┌────────

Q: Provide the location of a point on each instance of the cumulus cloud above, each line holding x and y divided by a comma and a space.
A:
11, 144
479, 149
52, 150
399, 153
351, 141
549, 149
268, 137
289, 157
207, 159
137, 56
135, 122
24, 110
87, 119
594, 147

└────────

### Request
Take the listing above and set it down exactly.

### Answer for the task
Q: Provide the location of a point on each instance of the cumulus cloud above, each line holding x and y divided by a comma and a space.
A:
11, 144
479, 149
52, 150
399, 153
351, 141
549, 149
268, 137
289, 157
207, 159
137, 56
135, 122
24, 110
87, 119
594, 147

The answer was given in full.